Exercise directions: Reproduce the part of the post about the failed marriage starting with "My ex would" and going on through "to his business.", keeping every word and mark unchanged.
*** Reading passage ***
In the beginning of our marriage, I enjoyed the traditional roles of wife and mom and was very good at juggling everything. As the years went by, I started getting resentful that I was being taken for granted without any recognition or praise. 

My ex would work on weekends or head to track for the day without any communication to me or asking about plans.

The resentment in me built up more when ex starting disappearing at night and claimed he was doing a night remodel. That was affair number 1.

After the affair was revealed, Imistress called me) I was devastated and really shut down. I was a good wife!! Not perfect but loving, loyal, committed to my family, salary earner, covered all the medical benefits and remained bookkeeper to his business. 

At this time economy crashed and ex successful business went dormant. I had talks with him and begged him to sit down and review bills and figure out a game plan to sell house. He refused and called me a "nag". Our accountant talked to him and he ignored all of us. He never knew what was in the bank, how much credit card debt and would purchase things and gamble without a care. 

We went to MC but instead of him facing the reality, he went and had a 2nd affair to avoid home. 

Now a few years later after I kicked him out and separated, my ex has no money in bank, he has not paid his business taxes in 2 years, he has not entered any business acct receivables, he barely pays the credit cards we split and has no retirement funds any longer. He barely has enough money to put gas in his car. His pick up truck is broke down and he is now driving an old work van.
*** End of Reading passage ***
*** Recorded information ***
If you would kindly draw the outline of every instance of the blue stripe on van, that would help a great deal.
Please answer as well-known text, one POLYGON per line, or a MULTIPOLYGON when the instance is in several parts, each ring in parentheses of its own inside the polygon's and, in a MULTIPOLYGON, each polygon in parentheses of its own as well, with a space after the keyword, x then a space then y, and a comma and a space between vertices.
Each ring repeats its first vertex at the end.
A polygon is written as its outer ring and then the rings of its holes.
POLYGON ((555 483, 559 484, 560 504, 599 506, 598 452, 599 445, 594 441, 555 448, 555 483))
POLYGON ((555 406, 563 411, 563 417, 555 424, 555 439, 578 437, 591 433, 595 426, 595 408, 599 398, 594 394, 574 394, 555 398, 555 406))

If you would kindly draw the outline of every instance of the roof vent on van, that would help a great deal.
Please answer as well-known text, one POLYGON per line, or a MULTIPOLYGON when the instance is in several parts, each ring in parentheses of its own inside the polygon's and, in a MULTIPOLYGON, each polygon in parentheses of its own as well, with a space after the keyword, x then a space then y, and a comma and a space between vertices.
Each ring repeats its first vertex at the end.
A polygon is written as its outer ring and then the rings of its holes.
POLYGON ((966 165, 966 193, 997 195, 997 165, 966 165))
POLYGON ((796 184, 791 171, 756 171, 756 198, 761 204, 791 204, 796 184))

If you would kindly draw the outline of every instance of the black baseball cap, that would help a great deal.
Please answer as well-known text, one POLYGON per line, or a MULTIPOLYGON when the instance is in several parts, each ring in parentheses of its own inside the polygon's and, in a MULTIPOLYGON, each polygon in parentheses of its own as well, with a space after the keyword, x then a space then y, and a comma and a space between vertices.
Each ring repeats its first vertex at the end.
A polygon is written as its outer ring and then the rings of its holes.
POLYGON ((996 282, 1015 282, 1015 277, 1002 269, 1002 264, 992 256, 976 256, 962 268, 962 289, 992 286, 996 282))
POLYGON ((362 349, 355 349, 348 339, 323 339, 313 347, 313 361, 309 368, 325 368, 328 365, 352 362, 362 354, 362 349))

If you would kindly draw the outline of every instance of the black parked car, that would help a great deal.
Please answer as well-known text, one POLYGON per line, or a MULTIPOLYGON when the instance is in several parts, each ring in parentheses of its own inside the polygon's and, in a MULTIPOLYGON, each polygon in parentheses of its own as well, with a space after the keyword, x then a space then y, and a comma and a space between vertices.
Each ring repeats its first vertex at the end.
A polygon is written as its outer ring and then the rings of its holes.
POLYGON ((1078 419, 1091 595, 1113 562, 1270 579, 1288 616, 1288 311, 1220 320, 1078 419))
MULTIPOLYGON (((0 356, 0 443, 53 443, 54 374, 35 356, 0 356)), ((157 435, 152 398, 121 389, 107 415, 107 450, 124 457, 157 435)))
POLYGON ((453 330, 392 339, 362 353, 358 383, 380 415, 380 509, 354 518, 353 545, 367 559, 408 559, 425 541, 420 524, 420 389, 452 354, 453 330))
*** End of Recorded information ***
The answer:
My ex would work on weekends or head to track for the day without any communication to me or asking about plans.

The resentment in me built up more when ex starting disappearing at night and claimed he was doing a night remodel. That was affair number 1.

After the affair was revealed, Imistress called me) I was devastated and really shut down. I was a good wife!! Not perfect but loving, loyal, committed to my family, salary earner, covered all the medical benefits and remained bookkeeper to his business.